[Reading passage Boundary: Start]
After the College and Laney Graduate School announced a series of shutdowns and suspensions last Friday, many students and faculty demanded to know about the specific criteria used to determine how departments and programs were selected.

As the Wheel reported on Tuesday, College Dean Robin Forman based many of his decisions on talks he had with a committee – one that, until now, had remained relatively unknown to students.

 Origins

The origins of the Faculty Financial Advisory Committee stretch back to late Fall 2007 under former College Dean Bobby Paul.

At a time when the financial markets started to collapse and university endowments across the United States were hit hard, Paul established a group of faculty and administrators to advise him, according to Micheal Giles, a professor of political science and the chairman of the Faculty Financial Advisory Committee since 2008.

In the spring of 2008, the group emerged as an official subcommittee of the Governance Committee consisting only of eight faculty members.Given the constant state of flux of the University’s finances, the committee met at least twice a month for the first two years, Giles said. During that time, the committee reduced funding for various institutes and programs in ways that had “minimal impact on the experience of students,” according to Giles.

There came a point, though, when members of the committee became concerned that the dean would request that certain programs be eliminated.
[Reading passage Boundary: End]
### Work order A
In the article on the Faculty Financial Advisory Committee, how often did the committee meet during its first two years?
[Recorded data Boundary: Start]
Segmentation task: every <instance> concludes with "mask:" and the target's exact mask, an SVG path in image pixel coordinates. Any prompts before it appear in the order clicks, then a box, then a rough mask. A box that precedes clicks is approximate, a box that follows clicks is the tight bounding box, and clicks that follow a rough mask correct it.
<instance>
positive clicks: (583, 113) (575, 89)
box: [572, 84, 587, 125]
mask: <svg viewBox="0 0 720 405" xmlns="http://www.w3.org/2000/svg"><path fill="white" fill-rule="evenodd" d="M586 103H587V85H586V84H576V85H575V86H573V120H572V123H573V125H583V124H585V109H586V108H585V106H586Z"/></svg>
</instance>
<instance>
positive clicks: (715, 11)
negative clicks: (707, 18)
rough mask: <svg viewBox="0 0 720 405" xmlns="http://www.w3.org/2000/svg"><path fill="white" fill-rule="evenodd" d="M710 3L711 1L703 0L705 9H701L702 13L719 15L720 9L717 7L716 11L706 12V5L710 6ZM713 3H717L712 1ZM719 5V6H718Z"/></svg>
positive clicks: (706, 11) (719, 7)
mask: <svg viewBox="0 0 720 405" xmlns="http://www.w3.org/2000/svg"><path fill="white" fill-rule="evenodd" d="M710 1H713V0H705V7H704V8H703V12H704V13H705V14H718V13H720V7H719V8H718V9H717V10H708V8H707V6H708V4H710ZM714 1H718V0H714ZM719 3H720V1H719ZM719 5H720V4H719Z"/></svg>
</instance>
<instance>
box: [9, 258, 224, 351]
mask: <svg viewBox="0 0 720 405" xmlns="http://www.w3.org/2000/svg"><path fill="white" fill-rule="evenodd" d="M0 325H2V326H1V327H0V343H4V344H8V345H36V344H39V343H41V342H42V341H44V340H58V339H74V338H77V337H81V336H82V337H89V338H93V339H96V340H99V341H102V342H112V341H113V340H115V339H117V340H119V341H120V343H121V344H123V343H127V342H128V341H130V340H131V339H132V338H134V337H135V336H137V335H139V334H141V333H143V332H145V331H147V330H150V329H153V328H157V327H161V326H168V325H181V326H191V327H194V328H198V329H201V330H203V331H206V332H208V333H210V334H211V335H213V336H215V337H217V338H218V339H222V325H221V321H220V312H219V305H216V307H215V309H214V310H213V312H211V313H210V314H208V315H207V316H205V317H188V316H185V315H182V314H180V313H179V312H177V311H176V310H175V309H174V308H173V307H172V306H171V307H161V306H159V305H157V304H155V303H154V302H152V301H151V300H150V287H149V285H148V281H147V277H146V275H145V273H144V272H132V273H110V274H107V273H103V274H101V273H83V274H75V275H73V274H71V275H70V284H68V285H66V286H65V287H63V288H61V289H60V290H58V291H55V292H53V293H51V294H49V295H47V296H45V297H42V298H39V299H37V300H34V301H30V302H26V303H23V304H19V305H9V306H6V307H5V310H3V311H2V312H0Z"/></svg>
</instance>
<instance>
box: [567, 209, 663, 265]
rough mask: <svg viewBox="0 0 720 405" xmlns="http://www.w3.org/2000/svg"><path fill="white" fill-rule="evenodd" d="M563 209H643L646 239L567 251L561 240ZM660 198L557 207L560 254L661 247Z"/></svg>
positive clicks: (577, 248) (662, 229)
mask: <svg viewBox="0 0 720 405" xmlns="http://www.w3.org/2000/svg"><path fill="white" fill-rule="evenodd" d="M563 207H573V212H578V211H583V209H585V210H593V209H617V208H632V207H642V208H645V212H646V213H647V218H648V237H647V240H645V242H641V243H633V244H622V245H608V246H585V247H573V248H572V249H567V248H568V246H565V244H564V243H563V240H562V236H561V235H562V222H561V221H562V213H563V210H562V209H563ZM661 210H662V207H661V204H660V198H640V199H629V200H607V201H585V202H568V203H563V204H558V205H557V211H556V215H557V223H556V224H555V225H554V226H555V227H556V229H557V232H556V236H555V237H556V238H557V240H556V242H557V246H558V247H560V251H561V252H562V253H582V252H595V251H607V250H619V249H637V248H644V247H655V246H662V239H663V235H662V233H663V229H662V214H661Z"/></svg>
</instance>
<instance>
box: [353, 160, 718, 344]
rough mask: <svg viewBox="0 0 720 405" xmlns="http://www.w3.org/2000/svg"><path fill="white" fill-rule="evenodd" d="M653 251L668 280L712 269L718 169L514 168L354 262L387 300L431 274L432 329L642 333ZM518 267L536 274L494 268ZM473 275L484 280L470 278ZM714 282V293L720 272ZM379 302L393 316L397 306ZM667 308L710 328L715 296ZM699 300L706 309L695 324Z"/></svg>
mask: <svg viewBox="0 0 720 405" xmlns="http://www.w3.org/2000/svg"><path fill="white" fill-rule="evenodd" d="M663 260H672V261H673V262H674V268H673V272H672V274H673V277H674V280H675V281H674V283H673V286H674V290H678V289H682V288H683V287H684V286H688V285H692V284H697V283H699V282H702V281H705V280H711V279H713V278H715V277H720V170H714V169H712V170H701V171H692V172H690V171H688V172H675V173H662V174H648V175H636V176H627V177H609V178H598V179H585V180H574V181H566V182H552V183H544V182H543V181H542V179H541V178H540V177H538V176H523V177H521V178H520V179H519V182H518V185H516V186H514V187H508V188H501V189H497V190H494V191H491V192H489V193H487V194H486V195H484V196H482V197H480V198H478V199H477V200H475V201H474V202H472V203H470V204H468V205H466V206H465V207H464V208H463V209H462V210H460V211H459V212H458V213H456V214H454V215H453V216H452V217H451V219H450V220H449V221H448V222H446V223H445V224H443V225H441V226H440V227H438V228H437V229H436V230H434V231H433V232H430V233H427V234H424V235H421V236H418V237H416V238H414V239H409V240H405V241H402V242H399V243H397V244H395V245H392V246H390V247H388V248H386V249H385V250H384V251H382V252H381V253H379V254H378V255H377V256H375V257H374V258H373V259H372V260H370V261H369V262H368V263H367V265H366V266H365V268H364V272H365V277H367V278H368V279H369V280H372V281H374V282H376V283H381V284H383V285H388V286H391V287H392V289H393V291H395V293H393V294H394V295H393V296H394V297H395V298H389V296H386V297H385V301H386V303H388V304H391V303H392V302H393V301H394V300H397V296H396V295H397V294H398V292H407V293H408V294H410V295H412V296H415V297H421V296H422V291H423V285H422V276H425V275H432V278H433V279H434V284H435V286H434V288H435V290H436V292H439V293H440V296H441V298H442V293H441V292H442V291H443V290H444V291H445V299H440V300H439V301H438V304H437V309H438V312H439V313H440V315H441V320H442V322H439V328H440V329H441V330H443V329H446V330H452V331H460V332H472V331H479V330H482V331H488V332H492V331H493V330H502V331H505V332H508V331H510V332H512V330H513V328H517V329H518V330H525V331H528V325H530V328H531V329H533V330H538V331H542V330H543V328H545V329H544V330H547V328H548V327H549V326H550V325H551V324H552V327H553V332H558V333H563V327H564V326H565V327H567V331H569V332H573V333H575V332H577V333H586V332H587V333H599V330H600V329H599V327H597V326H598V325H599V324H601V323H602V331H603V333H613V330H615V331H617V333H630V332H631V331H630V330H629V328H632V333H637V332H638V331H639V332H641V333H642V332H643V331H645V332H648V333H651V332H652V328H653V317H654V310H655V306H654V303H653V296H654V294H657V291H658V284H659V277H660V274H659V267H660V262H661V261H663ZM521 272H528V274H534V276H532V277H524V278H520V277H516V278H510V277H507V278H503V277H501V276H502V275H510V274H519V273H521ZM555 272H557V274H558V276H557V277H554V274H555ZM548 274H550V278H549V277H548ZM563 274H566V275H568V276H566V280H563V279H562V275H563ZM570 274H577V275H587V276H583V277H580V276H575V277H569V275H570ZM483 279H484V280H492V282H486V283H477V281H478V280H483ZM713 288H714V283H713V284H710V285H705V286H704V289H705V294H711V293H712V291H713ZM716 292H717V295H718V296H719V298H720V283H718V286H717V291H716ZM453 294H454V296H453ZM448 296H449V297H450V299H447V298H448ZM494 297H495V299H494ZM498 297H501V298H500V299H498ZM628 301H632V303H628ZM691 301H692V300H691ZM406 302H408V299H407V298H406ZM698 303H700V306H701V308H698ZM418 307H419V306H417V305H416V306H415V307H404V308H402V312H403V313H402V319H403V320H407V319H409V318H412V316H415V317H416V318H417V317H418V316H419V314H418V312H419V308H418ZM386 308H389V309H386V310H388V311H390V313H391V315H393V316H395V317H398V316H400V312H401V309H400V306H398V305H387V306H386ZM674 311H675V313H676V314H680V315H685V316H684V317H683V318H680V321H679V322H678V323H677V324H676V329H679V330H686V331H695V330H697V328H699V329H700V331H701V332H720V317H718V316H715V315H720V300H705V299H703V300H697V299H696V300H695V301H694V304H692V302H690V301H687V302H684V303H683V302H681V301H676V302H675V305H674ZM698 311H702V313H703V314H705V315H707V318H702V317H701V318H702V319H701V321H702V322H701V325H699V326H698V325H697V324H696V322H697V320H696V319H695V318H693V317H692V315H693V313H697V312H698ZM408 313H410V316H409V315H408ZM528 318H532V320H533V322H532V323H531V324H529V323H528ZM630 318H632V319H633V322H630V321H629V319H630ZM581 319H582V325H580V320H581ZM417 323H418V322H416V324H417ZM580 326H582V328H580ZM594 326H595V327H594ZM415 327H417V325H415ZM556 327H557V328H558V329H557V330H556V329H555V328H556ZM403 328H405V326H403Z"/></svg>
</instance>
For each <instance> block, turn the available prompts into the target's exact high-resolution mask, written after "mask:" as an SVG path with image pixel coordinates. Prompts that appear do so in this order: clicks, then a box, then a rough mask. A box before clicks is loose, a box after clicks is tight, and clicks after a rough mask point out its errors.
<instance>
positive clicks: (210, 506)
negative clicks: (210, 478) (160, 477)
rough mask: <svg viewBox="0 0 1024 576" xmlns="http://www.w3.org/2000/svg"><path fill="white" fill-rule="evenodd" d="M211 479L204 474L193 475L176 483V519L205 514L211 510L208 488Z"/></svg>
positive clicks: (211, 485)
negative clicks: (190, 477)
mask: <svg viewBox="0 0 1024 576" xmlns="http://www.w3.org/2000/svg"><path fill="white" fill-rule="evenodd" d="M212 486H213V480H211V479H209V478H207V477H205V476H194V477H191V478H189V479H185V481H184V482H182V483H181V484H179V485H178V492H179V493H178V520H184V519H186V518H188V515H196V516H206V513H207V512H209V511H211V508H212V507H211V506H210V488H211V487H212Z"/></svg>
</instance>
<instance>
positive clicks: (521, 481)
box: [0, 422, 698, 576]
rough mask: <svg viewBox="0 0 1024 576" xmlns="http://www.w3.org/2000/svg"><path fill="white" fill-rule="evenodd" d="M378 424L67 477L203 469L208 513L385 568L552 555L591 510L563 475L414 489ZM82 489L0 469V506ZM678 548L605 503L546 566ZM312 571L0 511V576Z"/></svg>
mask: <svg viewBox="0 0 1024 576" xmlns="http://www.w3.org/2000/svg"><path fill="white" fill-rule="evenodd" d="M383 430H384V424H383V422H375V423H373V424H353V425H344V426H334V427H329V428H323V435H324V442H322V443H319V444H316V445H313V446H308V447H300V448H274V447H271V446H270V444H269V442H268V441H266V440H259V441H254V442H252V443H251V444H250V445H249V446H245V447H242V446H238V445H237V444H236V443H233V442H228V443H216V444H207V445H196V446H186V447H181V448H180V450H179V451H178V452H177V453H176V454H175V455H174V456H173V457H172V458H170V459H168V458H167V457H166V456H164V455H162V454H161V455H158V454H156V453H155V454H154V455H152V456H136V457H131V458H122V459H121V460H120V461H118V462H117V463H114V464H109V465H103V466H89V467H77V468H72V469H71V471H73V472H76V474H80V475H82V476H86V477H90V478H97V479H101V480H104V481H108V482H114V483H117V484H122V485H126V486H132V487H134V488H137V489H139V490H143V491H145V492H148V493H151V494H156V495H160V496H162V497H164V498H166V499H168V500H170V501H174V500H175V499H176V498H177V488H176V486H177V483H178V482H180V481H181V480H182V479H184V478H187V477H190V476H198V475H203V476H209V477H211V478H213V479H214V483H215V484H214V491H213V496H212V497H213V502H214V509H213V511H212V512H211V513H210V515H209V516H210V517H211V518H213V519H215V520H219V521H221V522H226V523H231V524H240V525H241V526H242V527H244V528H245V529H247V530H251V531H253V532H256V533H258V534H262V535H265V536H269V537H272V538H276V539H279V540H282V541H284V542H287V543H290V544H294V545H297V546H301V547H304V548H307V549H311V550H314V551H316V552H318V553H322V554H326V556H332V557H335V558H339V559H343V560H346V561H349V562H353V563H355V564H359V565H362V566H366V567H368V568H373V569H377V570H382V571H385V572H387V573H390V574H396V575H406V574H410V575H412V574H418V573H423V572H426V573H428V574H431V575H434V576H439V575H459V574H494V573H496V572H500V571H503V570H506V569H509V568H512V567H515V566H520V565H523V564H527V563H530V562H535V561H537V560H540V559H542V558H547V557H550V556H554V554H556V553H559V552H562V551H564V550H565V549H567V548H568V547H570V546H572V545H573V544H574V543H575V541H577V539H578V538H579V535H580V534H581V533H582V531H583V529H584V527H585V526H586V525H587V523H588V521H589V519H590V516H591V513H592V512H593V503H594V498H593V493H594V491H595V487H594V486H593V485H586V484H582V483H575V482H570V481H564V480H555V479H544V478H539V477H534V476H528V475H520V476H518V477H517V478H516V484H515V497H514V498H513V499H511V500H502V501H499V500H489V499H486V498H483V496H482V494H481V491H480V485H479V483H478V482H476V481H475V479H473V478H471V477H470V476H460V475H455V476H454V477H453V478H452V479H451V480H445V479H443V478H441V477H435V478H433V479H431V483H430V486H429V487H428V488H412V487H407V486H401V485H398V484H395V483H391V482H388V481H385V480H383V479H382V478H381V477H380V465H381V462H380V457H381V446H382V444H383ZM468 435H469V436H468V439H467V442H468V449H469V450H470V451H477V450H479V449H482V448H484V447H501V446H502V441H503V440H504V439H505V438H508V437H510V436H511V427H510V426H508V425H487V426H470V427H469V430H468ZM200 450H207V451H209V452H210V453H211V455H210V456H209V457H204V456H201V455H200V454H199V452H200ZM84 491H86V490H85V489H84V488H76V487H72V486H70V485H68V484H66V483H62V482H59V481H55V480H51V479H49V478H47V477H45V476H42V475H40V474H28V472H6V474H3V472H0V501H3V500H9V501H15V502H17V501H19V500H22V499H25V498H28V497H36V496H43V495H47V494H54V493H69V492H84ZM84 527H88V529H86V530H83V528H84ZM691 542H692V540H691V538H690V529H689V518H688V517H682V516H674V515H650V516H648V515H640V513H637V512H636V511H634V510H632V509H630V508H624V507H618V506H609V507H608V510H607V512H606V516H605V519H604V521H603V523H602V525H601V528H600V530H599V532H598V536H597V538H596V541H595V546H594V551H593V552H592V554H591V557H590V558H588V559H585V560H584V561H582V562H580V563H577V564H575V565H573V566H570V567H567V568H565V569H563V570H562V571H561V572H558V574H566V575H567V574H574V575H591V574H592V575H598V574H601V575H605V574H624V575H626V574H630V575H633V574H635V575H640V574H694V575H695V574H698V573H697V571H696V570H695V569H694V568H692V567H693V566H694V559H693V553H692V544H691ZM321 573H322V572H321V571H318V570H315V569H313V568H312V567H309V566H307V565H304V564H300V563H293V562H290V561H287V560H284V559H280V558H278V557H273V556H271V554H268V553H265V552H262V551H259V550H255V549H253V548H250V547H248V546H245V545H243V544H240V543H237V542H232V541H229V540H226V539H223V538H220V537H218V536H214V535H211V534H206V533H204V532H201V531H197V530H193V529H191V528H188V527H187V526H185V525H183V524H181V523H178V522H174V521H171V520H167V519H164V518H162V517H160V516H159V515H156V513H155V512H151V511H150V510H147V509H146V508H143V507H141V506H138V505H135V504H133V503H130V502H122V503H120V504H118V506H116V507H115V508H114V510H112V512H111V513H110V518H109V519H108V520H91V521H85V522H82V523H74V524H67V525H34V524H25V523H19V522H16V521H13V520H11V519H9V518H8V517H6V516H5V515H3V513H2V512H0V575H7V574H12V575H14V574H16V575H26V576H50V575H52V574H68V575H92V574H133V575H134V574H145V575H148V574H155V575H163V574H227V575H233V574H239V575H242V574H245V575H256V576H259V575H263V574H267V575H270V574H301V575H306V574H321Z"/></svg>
[Recorded data Boundary: End]
### Work order B
Identify every line of the records that contains the word "negative", and copy each of those lines.

### Task response A
At least twice a month.

### Task response B
negative clicks: (707, 18)
negative clicks: (210, 478) (160, 477)
negative clicks: (190, 477)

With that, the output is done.